● **EXERCISE OBJECTIVE**
Copy the data below line for line, changing nothing.

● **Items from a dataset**
--- Start ---
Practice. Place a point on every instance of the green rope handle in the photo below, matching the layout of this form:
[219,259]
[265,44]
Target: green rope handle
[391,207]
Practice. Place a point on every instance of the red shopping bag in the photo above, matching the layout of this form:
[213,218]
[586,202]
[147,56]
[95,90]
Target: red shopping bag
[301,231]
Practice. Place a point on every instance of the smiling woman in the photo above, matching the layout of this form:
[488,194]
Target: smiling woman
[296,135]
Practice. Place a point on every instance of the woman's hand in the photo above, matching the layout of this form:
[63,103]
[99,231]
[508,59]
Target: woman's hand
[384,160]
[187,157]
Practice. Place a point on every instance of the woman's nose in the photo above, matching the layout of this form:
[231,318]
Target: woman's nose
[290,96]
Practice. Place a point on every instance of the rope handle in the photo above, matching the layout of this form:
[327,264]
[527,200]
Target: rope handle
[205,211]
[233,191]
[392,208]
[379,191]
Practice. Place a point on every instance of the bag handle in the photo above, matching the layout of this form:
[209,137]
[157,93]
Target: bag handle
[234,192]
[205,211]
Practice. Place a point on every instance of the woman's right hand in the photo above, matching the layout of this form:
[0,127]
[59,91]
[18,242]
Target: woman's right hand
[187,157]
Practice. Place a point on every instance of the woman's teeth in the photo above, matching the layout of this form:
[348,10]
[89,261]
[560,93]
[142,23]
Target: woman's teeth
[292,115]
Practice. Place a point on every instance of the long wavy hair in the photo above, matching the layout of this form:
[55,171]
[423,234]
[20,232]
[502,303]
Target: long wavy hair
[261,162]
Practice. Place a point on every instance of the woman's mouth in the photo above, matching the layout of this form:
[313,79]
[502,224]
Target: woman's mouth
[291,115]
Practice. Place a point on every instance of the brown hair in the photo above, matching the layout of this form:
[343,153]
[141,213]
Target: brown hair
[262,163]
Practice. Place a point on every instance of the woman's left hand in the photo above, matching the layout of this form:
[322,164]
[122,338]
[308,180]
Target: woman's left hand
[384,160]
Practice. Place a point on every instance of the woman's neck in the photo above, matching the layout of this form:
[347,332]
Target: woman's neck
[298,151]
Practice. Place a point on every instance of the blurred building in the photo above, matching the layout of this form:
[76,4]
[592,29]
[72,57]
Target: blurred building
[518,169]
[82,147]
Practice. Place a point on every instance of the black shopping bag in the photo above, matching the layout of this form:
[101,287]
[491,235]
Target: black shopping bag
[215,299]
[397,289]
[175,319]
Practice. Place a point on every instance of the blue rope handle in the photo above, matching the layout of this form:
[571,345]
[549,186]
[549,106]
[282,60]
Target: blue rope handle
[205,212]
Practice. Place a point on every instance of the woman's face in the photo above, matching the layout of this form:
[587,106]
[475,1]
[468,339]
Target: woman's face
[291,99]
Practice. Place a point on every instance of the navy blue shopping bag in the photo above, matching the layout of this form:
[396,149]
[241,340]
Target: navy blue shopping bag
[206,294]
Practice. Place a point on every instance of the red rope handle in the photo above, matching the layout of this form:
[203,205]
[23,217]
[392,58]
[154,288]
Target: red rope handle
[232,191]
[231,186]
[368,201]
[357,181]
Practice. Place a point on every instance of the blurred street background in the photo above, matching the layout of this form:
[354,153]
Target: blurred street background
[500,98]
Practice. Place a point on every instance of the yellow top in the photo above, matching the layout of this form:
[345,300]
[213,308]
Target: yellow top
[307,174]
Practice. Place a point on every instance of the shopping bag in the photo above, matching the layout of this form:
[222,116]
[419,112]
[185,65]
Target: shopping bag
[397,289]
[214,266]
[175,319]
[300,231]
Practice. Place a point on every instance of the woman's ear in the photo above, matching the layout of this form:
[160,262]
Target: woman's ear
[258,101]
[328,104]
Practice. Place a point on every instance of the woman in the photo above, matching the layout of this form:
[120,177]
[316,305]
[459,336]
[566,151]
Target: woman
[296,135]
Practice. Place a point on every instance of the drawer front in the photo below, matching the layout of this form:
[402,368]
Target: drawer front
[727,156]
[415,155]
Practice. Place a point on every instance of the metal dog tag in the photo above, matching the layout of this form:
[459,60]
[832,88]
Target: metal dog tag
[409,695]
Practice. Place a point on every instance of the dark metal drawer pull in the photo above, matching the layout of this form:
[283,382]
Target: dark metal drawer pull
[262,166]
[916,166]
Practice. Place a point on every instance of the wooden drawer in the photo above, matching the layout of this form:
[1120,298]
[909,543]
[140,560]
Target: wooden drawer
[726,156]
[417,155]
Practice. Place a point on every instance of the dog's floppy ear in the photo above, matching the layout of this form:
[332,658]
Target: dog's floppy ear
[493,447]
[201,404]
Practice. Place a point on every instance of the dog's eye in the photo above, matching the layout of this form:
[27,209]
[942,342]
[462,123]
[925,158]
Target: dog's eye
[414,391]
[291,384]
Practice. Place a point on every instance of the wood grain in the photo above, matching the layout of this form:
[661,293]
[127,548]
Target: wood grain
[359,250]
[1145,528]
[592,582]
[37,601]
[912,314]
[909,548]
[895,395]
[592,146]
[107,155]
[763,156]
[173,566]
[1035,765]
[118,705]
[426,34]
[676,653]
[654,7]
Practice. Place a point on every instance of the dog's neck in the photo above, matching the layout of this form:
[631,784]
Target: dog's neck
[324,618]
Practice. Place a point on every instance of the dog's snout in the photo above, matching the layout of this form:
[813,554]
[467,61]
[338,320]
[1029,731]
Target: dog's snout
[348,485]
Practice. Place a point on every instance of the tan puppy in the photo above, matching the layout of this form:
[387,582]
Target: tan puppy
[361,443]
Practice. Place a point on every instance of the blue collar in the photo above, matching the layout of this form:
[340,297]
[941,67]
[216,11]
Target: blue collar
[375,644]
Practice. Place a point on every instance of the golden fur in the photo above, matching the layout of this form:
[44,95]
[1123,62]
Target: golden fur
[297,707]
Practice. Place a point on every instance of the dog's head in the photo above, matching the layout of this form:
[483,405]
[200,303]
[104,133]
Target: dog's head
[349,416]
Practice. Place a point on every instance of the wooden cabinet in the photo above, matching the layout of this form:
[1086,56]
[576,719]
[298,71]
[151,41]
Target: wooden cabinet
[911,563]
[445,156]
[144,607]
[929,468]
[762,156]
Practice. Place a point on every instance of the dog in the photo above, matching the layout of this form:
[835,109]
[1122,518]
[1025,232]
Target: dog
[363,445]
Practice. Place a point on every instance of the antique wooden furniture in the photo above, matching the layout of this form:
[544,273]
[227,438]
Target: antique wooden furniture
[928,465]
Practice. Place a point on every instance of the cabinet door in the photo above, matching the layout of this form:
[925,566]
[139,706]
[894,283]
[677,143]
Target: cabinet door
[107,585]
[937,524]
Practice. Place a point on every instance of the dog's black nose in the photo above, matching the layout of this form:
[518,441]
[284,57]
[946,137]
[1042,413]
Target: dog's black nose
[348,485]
--- End ---
● **RESPONSE BELOW**
Practice. Place a point on every instance of the green rope handle in the photo below, matching the layout of this form:
[219,259]
[265,44]
Target: green rope handle
[391,207]
Practice. Place a point on every instance of the red shopping bag in the photo above, matching the layout of this form:
[213,218]
[586,202]
[147,56]
[95,90]
Target: red shopping bag
[301,231]
Practice. Place a point on every instance of the smiling woman in the photo above, matching the layout of this form:
[488,194]
Target: smiling woman
[296,135]
Practice. Place a point on every instance of the woman's hand in the photo above, matching the layout of this form:
[63,103]
[99,231]
[508,59]
Target: woman's hand
[384,160]
[187,157]
Practice. Place a point on every instance of the woman's nose in the photo above, matching the layout of this form:
[231,318]
Target: woman's nose
[290,96]
Practice. Place a point on every instance of the rope handle in the photo above, matching the layout of this form:
[327,264]
[527,200]
Target: rope handle
[205,211]
[233,191]
[392,208]
[379,191]
Practice. Place a point on every instance of the bag handle in the photo above, matching the layout of this form:
[209,137]
[157,93]
Target: bag handle
[234,192]
[205,211]
Practice. Place a point on every instance of the woman's right hand in the photo above, matching the layout of this form:
[0,127]
[59,91]
[18,242]
Target: woman's right hand
[187,157]
Practice. Place a point on every instance of the woman's teeth in the photo above, matching the layout of this form:
[348,10]
[89,261]
[560,93]
[142,23]
Target: woman's teeth
[292,115]
Practice. Place a point on every instance of the long wavy hair in the photo above, matching the layout of this form:
[55,171]
[423,234]
[20,232]
[502,303]
Target: long wavy hair
[261,162]
Practice. Place a point on every instance of the woman's mouth in the photo above, matching the layout of this form:
[313,79]
[502,224]
Target: woman's mouth
[291,115]
Practice. Place a point on every instance of the brown hair in the photo above, matching the layout of this form:
[343,153]
[141,213]
Target: brown hair
[262,163]
Practice. Place a point on every instance of the woman's left hand in the photo above, matching the layout of this form:
[322,164]
[122,338]
[308,180]
Target: woman's left hand
[384,160]
Practice. Place a point on every instance of the woman's neck in the photo above, matching the layout of this form:
[347,332]
Target: woman's neck
[298,151]
Practice. Place a point on every instance of the blurred building in the photo above, matching the layout of this form:
[76,4]
[592,29]
[72,57]
Target: blurred building
[518,169]
[82,147]
Practice. Place a point on every instance of the black shopping bag in the photo above, matching the layout of this form:
[101,287]
[491,235]
Target: black shopping bag
[215,299]
[397,289]
[175,319]
Practice. Place a point on every instance of the blue rope handle in the photo above, matching the layout of this form:
[571,345]
[549,186]
[549,106]
[282,60]
Target: blue rope handle
[205,212]
Practice. Place a point on every instance of the woman's face in the photo above, matching the layout of this form:
[587,106]
[475,1]
[468,339]
Target: woman's face
[291,99]
Practice. Place a point on every instance of the navy blue shopping bag in the photo above, matching the layout of this form:
[396,149]
[241,340]
Target: navy blue shopping bag
[206,294]
Practice. Place a point on every instance of the red rope handle in the photo above, matching the layout of this form:
[203,205]
[23,217]
[392,58]
[154,288]
Target: red rope handle
[232,191]
[231,186]
[368,201]
[357,181]
Practice. Place a point on every instance of the blurred street background in the photo above, matching the layout of this form:
[354,153]
Target: blurred street background
[500,98]
Practice. Place a point on every instance of the yellow top in the photo above, matching the layout of this form:
[345,300]
[213,308]
Target: yellow top
[307,174]
Practice. Place a point on every instance of the shopping bag in the photo above, matching the layout of this form:
[222,116]
[419,112]
[185,65]
Target: shopping bag
[397,289]
[214,266]
[175,319]
[300,231]
Practice. Place a point on every instance of the woman's ear in the photo above, matching the layout of this form:
[160,262]
Target: woman's ear
[258,101]
[328,104]
Practice. Place a point on every instance of the woman in the photo above, matching the layout of this form:
[120,177]
[316,305]
[459,336]
[566,151]
Target: woman
[296,135]
Practice. Place a point on every instance of the drawer front in the photo below, matching the layout of this form:
[402,368]
Target: drawer front
[727,156]
[415,155]
Practice. Place a point on every instance of the metal dog tag in the photo above, matching the layout of this form:
[459,60]
[832,88]
Target: metal dog tag
[409,695]
Practice. Place a point on every instance of the dark metal drawer pull in the photo above, matching the layout of this form:
[283,382]
Target: dark metal drawer pull
[262,166]
[916,166]
Practice. Place a point on every instance of the wooden drawer in the photo above, matching the layout of this form:
[1120,298]
[909,543]
[140,560]
Target: wooden drawer
[726,156]
[417,155]
Practice. Place a point on every instance of the dog's floppy ear in the photo above, matching the layout of this form:
[332,658]
Target: dog's floppy ear
[493,447]
[201,404]
Practice. Place a point on every instance of the dog's eye in the photo above, matching the layout of this form:
[27,209]
[942,342]
[462,123]
[925,158]
Target: dog's eye
[414,391]
[291,384]
Practice. Place a point on every instance of the wood grain in the photo above, matching the layout of this form:
[661,293]
[127,548]
Target: wood grain
[359,250]
[1145,528]
[592,582]
[37,601]
[912,314]
[909,548]
[895,395]
[592,146]
[107,155]
[763,156]
[173,566]
[1035,765]
[118,705]
[426,34]
[676,653]
[654,7]
Practice. Place a point on every instance of the dog's neck in the photo above, matching the layout of this form:
[631,784]
Target: dog's neck
[324,618]
Practice. Place a point on every instance of the dog's snout in the photo above, matching the layout of this form:
[813,554]
[467,61]
[338,320]
[1029,731]
Target: dog's snout
[348,485]
Practice. Place a point on every instance of the tan puppy in the photo above, matching the layout of this form:
[387,582]
Target: tan puppy
[361,443]
Practice. Place a point on every instance of the blue collar in the photo above, matching the layout of this form:
[340,297]
[941,67]
[216,11]
Target: blue collar
[375,644]
Practice. Place a point on every instance of the golden fur in the photo above, matching the layout of this form:
[44,95]
[1123,62]
Target: golden fur
[297,707]
Practice. Place a point on every instance of the dog's head in the photo above, matching the layout of this form:
[483,405]
[200,303]
[104,133]
Target: dog's head
[349,416]
Practice. Place a point on every instance of the wooden cabinet in the photo above, matching the layout of this form:
[1086,56]
[576,719]
[298,71]
[151,41]
Target: wooden cabinet
[911,563]
[445,156]
[144,607]
[929,468]
[762,156]
Practice. Place a point on every instance of the dog in the photo above, matching the layout of this form:
[835,109]
[1122,518]
[1025,232]
Target: dog
[363,445]
Practice. Place a point on every instance of the antique wooden furniture in the photo above, matching the layout of this form:
[544,273]
[227,438]
Target: antique wooden furniture
[928,465]
Practice. Place a point on every instance of the cabinet door in the photo above, matching the layout of this form:
[925,566]
[139,706]
[894,283]
[677,143]
Target: cabinet door
[107,585]
[937,524]
Practice. Place a point on every instance of the dog's black nose in the photo above, matching the layout of this form:
[518,441]
[284,57]
[946,137]
[1042,413]
Target: dog's black nose
[348,485]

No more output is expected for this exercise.